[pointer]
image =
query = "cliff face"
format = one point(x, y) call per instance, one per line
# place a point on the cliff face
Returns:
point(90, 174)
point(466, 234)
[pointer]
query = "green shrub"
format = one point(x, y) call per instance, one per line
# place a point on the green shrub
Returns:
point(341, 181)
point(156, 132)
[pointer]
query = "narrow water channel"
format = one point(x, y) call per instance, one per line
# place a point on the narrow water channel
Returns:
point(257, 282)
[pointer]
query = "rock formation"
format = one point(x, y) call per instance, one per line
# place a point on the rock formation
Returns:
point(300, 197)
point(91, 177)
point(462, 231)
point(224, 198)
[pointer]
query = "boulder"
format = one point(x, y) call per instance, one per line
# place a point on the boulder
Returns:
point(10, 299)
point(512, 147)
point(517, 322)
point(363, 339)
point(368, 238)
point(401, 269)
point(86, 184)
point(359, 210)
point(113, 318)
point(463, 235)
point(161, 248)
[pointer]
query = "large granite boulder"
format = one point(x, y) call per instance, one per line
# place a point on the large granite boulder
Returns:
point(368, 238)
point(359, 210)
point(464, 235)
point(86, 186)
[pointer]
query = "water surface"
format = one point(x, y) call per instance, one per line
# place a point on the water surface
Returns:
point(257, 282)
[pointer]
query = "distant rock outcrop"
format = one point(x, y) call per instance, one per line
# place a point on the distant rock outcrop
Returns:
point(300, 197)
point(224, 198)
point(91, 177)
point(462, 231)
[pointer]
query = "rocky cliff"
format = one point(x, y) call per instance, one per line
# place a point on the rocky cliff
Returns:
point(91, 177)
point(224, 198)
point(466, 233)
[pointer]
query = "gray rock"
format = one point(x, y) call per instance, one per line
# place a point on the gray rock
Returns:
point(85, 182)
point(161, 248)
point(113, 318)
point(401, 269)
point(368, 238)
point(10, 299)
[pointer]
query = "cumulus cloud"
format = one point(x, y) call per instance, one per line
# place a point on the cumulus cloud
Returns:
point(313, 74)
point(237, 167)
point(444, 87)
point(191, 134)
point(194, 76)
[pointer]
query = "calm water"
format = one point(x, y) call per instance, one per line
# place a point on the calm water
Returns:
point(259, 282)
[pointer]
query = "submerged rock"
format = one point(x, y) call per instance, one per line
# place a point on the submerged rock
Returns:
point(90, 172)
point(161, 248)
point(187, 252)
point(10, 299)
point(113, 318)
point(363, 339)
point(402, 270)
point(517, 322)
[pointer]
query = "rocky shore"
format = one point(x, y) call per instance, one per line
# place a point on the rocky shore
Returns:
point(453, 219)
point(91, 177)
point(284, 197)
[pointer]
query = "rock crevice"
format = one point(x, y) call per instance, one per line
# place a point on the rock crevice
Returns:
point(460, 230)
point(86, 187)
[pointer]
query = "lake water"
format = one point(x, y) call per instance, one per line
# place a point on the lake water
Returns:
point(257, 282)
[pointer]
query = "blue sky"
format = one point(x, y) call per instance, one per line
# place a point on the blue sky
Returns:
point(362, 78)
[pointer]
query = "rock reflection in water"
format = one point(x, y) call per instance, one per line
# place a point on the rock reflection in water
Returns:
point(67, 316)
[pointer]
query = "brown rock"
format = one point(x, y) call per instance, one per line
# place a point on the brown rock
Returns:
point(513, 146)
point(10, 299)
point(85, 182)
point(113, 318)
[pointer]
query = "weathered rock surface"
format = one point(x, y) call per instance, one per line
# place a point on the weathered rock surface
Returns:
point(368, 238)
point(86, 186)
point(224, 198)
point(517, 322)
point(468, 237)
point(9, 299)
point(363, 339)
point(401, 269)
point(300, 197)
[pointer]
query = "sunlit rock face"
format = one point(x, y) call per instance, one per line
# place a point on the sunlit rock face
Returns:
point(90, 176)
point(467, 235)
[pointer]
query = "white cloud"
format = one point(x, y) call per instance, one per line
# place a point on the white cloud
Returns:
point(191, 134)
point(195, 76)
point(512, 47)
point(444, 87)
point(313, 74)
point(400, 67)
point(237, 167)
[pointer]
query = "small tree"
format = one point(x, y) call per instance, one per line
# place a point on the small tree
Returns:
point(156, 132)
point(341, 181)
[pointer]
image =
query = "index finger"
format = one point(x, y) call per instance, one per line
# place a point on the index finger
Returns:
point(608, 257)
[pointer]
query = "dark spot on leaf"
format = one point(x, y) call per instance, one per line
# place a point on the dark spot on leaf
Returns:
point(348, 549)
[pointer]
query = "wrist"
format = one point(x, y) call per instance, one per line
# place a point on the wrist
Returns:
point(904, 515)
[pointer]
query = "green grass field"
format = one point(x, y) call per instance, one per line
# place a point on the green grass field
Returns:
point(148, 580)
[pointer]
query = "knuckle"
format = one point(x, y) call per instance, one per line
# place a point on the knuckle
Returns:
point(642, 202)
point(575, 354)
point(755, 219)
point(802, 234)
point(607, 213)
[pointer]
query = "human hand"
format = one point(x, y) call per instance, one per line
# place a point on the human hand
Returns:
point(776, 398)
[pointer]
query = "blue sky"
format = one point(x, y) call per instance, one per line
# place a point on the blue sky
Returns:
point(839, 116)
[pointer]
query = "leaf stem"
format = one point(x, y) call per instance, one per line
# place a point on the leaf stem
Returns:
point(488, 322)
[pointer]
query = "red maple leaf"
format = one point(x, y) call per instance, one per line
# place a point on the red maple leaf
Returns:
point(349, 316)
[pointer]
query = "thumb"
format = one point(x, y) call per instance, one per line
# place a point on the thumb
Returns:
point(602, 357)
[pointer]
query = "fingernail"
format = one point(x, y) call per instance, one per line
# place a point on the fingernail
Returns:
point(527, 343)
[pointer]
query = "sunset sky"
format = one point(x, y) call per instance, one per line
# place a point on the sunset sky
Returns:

(What is asked) Substitute "stone formation" for every occurrence of "rock formation" in the listing, from its first line through the line containing "point(194, 76)", inclusive. Reproduce only those lines, with nothing else altered.

(Result below)
[pointer]
image =
query = "cliff face"
format = one point(x, y) call per instance, one per line
# place a point on the cliff face
Returns:
point(90, 174)
point(466, 234)
[pointer]
query = "green shrub"
format = one point(x, y) call per instance, one per line
# place a point on the green shrub
Returns:
point(341, 181)
point(156, 132)
[pointer]
query = "narrow water channel"
format = one point(x, y) call per instance, one per line
# place a point on the narrow water channel
Returns:
point(257, 282)
[pointer]
query = "stone formation"
format = one point(x, y) call per instance, one per line
# place a point on the stone formation
Returns:
point(300, 197)
point(91, 177)
point(462, 231)
point(224, 198)
[pointer]
query = "boulder"
format = one point(x, y) call per instance, one per line
# place a point on the boulder
Returns:
point(10, 299)
point(512, 147)
point(517, 322)
point(363, 339)
point(368, 238)
point(401, 269)
point(86, 184)
point(359, 210)
point(113, 318)
point(463, 235)
point(161, 248)
[pointer]
query = "large granite boulder"
format = one point(x, y) call per instance, one per line
# place a point on the large granite boulder
Returns:
point(368, 238)
point(359, 210)
point(464, 235)
point(86, 186)
[pointer]
query = "water surface"
format = one point(x, y) call per instance, one per line
# place a point on the water surface
Returns:
point(257, 282)
[pointer]
query = "distant rock outcrop"
format = one point(x, y) call per instance, one per line
# place a point on the distant rock outcrop
Returns:
point(300, 197)
point(224, 198)
point(91, 177)
point(462, 231)
[pointer]
query = "rocky cliff"
format = one point(x, y) call per instance, one per line
# place a point on the rocky cliff
Returns:
point(91, 177)
point(224, 198)
point(466, 233)
[pointer]
query = "gray rock"
format = one point(x, y) call per instance, one per line
# place a point on the gray rock
Returns:
point(85, 182)
point(161, 248)
point(113, 318)
point(401, 269)
point(368, 238)
point(10, 299)
[pointer]
query = "cumulus cloud"
format = one point(x, y) call per instance, one per line
# place a point on the cumulus cloud
Returns:
point(313, 74)
point(237, 167)
point(444, 87)
point(191, 134)
point(194, 76)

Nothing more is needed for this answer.